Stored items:
════════════════════

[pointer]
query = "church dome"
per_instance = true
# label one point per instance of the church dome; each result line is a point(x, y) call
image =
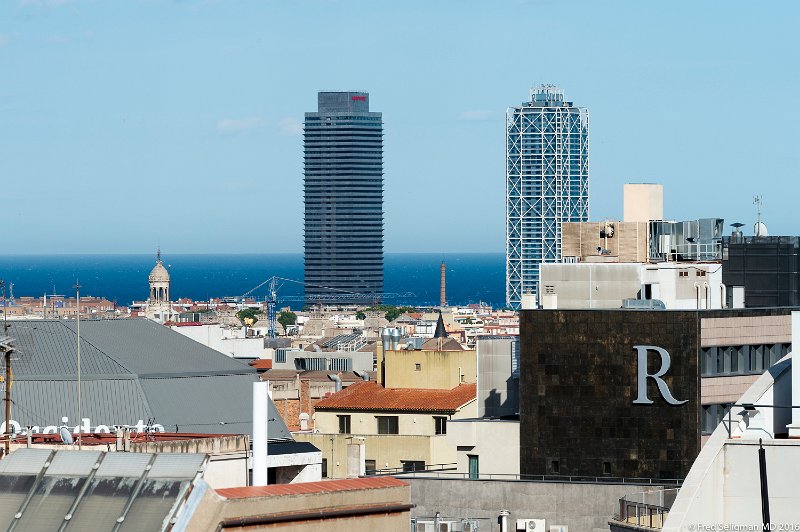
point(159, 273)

════════════════════

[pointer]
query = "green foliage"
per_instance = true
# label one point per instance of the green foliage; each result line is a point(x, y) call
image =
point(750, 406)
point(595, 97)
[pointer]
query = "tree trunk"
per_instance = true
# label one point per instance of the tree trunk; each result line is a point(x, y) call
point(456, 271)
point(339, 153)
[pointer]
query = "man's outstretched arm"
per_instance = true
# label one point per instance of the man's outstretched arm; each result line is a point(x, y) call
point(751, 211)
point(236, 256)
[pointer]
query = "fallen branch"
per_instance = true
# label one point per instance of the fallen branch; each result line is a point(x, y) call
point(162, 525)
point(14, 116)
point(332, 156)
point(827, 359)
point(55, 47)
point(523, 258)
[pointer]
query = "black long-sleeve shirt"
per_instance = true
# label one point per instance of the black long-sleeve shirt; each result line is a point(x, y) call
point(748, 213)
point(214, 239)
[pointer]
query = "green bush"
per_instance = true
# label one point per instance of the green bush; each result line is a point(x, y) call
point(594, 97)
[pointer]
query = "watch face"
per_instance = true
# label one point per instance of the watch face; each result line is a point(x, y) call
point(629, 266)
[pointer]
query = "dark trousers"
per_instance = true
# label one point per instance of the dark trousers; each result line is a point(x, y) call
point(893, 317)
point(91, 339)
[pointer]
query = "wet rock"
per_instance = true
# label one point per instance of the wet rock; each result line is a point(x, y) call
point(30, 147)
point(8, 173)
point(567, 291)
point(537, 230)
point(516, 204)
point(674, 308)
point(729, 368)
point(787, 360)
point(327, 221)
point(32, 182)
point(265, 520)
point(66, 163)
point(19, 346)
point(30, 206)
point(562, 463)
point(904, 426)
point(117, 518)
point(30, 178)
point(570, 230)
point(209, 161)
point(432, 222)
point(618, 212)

════════════════════

#### DIRECTION
Count the lines in the data that contain the string "shirt". Reply with the number only.

#### IN RESPONSE
2